文档片段
****************

最难萌发的是忏悔的心,最难把握的也是忏悔的心。大凡人有了过错,凶狠的人就顺着错下去,狡诈的人就掩饰过错,愚蠢的人就遮盖过错,悔恨的人就执著于过错,夸诞的人就忌讳过错,懈怠的人就安于过错。谁能够跳到这几种拖累之外,而发出忏悔的心情呢?忏悔这种东西,没有萌发的时候就担心它很难发出来;发出来以后,就担心它很难把持,为什么会很难把持呢?忏悔的心情刚刚萌发的时候,自我厌弃,自我愧疚,自我埋怨,自我责备,十分伤心难过,没有一日能够安心。如果不能控制住,那么自我厌弃的人得过且过,松弛放纵,必定会到达自我放肆的境地。自我愧疚的人畏畏缩缩,十分害羞,必定会到达自暴自弃的境地。自我埋怨的人胸中郁闷,难以释怀,必定到达自我激愤的境地。自我责备的人忧愁愤懑,难以平静,必定会达到自我残害的境地。忏悔的心情固然可以萌生善良,也可以萌生不善良。可以装载一万斛粮食的大船,把它放到大海里,如果没有遇上大风,就不会回到岸边了。但如果开船的人不能控制船,一定有因为风力强劲而翻了船淹死的情况。船回到岸边是因为风,船被吹翻也是因为风。一个忏悔的念头,它的刚劲暴烈甚至超过了风,怎么可以不知道如何把持呢?
“原文”
吾读左氏,至先轸之死,未尝不嘉其悔,而又伤其无以持悔也。轸以晋襄公之纵[1]秦囚,不顾而唾,无礼于君,甚矣!及箕之役,深悔前过,免胄而死于狄师,其一念之劲烈如此!使有以持之,固可以一日而收“克己复礼[2]”之功矣。惟其无以持之,不用是力于礼义,而用是力于血气。身为元帅,总三军之重,而轻弃其身。身死无名,骄敌辱国,没有余责,殆与自经于沟壑者等耳。先轸所犯者,晋君也;所死者,狄师也。前日犯君者,谓之悖;今日死狄者,谓之狂。闻以义掩利矣,闻以善掩恶矣。曰悖曰狂,其过惟均,岂闻有为狂而能掩悖者乎?先轸未能改前日之过,而适所以生今日之过也。先轸意在于改过,而反至于生过。其失不在于悔,而在于不能持其悔也。

****************

所供数据
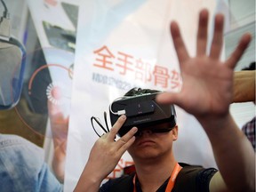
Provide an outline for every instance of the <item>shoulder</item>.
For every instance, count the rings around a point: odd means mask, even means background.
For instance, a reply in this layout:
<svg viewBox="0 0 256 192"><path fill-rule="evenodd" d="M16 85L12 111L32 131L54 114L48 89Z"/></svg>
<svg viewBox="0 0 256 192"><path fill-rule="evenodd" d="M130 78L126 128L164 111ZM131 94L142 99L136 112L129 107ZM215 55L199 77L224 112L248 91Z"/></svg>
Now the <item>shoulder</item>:
<svg viewBox="0 0 256 192"><path fill-rule="evenodd" d="M182 169L177 176L174 191L209 191L211 179L218 172L215 168L179 164Z"/></svg>
<svg viewBox="0 0 256 192"><path fill-rule="evenodd" d="M100 192L132 191L133 177L134 173L129 175L125 174L116 179L111 179L101 186L100 191Z"/></svg>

****************

任务说明
根据文档片段,先轸在箕之役中是以何种方式死去的?

书面回答
他深悔前过,免胄而死于狄师。